> [TO DO]
Please convert everything from the start of the entries down to the line containing "x=637, y=112", both ends included, into a JSON list of strings with one string per line, leaving out blank lines.

---------- RECORDS FOR THE EXERCISE

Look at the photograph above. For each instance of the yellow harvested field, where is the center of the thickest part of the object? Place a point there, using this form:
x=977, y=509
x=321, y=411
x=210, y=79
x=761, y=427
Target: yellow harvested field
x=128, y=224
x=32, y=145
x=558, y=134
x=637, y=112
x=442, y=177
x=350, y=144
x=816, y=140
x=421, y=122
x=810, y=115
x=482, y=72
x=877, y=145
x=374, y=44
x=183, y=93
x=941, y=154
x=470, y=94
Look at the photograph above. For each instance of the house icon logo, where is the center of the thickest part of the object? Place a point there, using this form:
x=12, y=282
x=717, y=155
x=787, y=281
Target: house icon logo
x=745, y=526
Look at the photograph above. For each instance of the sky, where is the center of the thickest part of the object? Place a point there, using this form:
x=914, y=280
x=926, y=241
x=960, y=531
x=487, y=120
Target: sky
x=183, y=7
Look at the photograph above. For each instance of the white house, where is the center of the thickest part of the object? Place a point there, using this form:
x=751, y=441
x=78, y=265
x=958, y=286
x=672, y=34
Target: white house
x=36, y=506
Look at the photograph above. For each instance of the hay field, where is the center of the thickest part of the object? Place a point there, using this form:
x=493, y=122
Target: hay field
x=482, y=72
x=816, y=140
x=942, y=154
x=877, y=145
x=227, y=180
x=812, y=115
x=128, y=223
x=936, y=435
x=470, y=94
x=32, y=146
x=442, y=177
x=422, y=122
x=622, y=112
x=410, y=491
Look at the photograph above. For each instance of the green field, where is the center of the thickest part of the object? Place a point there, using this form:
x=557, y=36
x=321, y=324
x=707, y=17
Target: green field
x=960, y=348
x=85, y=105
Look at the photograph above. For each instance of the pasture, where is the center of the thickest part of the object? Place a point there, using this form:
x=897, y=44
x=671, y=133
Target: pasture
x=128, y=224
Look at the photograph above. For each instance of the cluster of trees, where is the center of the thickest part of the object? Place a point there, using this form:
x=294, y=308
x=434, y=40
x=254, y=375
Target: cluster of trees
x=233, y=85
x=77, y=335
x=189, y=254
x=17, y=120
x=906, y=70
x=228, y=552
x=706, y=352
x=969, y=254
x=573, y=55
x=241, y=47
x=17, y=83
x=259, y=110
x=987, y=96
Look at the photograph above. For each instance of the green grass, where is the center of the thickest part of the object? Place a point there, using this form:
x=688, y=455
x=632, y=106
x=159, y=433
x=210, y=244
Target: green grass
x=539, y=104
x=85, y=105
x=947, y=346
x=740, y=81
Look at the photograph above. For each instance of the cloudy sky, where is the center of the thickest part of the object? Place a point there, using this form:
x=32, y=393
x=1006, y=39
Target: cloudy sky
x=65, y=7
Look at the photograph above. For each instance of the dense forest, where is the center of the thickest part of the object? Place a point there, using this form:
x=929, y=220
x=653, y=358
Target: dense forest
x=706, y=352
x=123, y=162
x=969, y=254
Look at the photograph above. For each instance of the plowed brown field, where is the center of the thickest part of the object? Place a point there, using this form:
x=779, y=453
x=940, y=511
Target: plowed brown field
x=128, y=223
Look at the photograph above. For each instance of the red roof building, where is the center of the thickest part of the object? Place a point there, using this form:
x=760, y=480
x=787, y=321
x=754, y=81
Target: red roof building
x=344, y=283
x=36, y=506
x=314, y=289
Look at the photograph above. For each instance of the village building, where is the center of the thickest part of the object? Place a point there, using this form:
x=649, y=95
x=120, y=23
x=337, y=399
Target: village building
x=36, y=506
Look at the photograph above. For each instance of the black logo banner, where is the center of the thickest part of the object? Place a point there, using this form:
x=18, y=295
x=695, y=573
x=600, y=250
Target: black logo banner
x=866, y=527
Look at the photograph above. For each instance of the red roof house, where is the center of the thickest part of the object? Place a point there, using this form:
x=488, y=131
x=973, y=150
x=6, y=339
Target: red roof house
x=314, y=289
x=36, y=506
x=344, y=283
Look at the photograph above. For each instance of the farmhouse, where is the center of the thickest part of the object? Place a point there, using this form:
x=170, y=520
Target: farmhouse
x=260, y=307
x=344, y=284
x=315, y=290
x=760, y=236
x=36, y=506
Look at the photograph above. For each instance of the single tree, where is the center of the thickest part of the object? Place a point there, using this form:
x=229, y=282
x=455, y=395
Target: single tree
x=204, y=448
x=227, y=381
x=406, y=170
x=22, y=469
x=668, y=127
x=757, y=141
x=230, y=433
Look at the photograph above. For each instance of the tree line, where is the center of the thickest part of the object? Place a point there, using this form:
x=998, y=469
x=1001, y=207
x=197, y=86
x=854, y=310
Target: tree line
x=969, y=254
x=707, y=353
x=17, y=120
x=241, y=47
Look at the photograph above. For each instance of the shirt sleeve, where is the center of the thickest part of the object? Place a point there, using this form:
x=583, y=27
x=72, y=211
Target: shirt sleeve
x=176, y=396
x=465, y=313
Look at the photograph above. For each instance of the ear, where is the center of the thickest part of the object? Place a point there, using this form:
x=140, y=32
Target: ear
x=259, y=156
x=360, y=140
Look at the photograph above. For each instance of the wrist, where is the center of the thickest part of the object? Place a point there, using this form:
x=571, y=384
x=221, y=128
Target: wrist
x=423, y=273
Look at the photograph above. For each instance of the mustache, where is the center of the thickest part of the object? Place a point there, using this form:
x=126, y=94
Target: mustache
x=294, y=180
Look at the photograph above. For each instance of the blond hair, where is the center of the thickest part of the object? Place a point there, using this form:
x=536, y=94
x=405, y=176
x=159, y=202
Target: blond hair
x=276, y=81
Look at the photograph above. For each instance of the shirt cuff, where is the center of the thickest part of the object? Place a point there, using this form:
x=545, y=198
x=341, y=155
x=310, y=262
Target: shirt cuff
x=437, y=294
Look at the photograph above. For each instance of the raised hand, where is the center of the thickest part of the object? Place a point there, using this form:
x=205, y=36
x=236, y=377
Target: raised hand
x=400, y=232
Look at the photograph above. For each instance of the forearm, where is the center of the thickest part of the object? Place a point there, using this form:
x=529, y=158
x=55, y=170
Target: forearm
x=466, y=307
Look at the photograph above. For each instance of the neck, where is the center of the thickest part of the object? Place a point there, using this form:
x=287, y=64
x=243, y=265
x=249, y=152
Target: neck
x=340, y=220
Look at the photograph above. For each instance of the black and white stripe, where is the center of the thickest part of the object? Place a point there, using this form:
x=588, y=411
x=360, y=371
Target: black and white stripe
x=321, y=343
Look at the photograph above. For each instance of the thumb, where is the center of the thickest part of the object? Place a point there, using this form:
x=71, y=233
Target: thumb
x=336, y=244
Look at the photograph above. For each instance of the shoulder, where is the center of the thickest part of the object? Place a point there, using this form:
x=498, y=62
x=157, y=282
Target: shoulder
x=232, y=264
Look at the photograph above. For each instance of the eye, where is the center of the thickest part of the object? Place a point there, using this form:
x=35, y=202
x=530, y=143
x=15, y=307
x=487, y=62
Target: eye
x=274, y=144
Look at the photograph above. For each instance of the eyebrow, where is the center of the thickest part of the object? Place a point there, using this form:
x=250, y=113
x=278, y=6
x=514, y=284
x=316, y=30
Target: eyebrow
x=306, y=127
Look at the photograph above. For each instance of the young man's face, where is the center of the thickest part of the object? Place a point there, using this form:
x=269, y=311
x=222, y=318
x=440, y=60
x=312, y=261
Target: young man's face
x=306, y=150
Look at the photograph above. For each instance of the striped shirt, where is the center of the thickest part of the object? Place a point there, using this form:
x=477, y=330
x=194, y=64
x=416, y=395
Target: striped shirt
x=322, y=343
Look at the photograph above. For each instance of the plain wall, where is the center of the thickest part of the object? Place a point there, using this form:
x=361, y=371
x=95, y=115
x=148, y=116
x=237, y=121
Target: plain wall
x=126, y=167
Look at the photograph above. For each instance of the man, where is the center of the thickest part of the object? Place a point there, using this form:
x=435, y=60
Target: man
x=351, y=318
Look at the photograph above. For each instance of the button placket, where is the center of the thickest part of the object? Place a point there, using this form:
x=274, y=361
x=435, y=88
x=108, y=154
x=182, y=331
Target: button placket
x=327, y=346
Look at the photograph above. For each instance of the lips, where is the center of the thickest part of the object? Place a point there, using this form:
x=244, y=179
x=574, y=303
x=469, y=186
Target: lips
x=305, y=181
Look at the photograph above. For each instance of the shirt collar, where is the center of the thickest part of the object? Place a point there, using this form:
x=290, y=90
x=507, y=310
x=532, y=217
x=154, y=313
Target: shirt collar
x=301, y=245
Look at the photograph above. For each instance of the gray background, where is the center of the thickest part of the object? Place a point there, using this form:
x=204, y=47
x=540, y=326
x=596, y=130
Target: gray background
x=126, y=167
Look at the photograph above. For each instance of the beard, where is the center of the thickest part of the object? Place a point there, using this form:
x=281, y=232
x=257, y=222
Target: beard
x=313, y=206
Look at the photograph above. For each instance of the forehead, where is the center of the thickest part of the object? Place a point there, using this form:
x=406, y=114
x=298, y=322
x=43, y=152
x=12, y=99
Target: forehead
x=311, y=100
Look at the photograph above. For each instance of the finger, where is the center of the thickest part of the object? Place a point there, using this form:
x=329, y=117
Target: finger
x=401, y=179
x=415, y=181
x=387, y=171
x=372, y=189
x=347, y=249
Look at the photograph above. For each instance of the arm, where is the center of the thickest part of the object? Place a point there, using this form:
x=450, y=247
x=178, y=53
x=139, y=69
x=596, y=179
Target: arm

--------------------

> [FULL RESPONSE]
[
  "Look at the photograph above. For each instance of the yellow harvested field, where is the center of the thickest part of the object? Place a point there, using this form:",
  "x=977, y=509",
  "x=321, y=411",
  "x=210, y=79",
  "x=761, y=427",
  "Target: yellow harvested field",
  "x=128, y=224",
  "x=32, y=145",
  "x=558, y=134",
  "x=637, y=112"
]